(Given information):
------------

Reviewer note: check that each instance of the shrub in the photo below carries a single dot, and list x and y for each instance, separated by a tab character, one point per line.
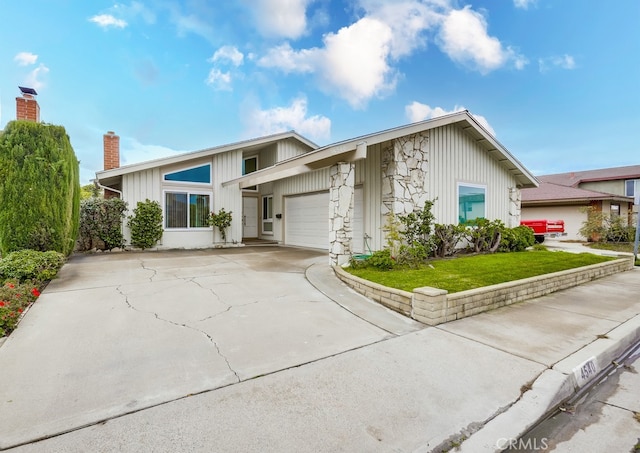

------------

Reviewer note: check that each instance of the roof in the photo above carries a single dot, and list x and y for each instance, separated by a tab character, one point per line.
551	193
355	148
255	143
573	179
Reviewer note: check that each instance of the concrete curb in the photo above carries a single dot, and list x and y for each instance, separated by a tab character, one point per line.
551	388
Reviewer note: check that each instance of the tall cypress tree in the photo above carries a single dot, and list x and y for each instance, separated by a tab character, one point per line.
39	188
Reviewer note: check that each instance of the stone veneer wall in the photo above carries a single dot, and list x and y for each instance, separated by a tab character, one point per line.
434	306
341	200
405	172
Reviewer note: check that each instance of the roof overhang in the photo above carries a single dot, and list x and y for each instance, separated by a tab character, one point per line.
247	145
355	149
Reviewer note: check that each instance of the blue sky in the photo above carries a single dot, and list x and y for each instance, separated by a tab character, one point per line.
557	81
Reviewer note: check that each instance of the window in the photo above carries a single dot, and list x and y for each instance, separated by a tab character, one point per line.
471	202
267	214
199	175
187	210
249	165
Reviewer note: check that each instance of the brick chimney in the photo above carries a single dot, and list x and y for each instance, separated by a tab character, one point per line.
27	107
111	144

------------

(What to do): Show each line above that contains the word "point".

(Exercise response):
Reviewer note: check that each instance of the shrub in the photo below carries a single dot, and list x and y for each instance, separated by a tab character, one point per line.
Reviewer note: check that each instance of the roof in the photo above carries a single dot, and list x and y for each instance, separated by a tab character, one point per line.
Reviewer note: check that each instance of the concrete curb in the photo above carries a single dot, and list x and y for each instance, separated by a tab character, one point per line.
Reviewer note: check that each instance of the tall cypress tree in the photo above carries a single dot, and list x and y for each instance, separated by a tab character, one point per line.
Reviewer note: check that each instance of the stone veneer wall in the photo above carries a single dot, and list x and y for each instance, separated by a tab character, one point per line.
Reviewer note: check that each instance of the roof overhang in the photo above carries a single dot, and list x and y for each instance, separated by a tab character, one point per line.
Reviewer note: check that each instance of the blue sky in the photo above carries a single dot, and list x and y for each instance, separated by a tab character, one point per line.
Reviewer note: check that each instance of the window in the photo above carries a single dot, and list x and y for each instance, separated by a tab character, one point per line.
Reviewer note: check that each instance of the brick chimney in the photo above carries a single dot, and list x and y for each instance, separated by a tab character, one point per line.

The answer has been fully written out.